[Saved entries]
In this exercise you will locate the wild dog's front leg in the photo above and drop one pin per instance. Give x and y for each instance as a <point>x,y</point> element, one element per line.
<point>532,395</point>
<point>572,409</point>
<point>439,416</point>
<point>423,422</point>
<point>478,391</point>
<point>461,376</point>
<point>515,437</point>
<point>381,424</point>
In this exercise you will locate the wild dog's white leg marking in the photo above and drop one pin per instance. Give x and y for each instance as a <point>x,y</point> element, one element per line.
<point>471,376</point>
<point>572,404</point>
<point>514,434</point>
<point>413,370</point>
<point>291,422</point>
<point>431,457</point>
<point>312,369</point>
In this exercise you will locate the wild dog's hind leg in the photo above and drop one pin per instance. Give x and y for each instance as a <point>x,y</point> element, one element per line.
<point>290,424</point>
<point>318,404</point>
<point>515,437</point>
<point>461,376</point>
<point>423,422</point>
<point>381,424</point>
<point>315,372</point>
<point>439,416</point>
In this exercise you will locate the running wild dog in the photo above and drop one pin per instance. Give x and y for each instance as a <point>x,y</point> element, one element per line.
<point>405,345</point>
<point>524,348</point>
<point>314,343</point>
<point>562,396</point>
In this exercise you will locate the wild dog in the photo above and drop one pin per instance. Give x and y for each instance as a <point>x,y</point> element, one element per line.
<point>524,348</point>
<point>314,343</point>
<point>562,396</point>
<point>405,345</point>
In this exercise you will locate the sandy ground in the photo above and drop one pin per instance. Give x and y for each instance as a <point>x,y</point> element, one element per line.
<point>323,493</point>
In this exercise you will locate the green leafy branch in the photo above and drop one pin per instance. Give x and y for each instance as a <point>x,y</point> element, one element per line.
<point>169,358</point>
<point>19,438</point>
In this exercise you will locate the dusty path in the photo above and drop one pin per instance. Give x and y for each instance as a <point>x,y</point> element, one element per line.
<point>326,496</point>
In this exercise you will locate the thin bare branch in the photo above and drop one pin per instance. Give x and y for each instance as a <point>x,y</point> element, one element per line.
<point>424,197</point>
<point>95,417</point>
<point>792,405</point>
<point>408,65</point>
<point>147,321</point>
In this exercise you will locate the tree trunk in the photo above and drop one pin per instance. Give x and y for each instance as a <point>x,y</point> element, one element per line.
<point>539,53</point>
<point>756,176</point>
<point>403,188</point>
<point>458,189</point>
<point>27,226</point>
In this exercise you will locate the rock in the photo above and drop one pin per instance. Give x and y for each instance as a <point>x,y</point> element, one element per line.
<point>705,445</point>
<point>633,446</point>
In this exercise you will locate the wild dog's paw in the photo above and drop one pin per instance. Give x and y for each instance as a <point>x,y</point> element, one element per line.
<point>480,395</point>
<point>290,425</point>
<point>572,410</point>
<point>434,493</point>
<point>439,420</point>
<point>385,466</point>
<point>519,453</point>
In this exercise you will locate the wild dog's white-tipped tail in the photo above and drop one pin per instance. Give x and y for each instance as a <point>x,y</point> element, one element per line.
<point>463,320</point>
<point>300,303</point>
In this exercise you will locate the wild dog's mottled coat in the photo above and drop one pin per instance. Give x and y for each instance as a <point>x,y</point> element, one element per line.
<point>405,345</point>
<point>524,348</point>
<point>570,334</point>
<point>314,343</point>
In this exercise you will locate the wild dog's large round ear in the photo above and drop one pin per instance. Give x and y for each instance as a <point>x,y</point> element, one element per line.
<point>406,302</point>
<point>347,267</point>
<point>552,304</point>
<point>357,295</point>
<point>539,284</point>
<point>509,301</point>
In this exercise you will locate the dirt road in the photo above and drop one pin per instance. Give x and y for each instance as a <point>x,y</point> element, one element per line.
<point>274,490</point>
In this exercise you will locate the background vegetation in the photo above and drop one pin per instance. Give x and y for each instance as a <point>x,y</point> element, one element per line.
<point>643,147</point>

__What the task requires__. Please reproduce the records from the line containing "In this exercise you will locate the wild dog's large" through the end of the records, requests included, with each coordinate in the answers multiplied by 0.35 and rounded to the nearest whole number, halves rounding up. Give only those lines.

__Final result__.
In this exercise you will locate the wild dog's large round ear in the photo above and drop one pin per instance. Give x and y for each instance as a <point>x,y</point> element, one element per line.
<point>142,106</point>
<point>121,93</point>
<point>193,106</point>
<point>125,103</point>
<point>189,99</point>
<point>178,105</point>
In this exercise you will locate the dirt road in the photo above and drop one pin per instance. Give x and y for each instance as a <point>x,y</point> element, one element per line.
<point>96,172</point>
In this exercise you will locate the background vegetation in the photo above and drop one pin per instance. Give x and y for each instance as a <point>x,y</point> element, one element per line.
<point>225,51</point>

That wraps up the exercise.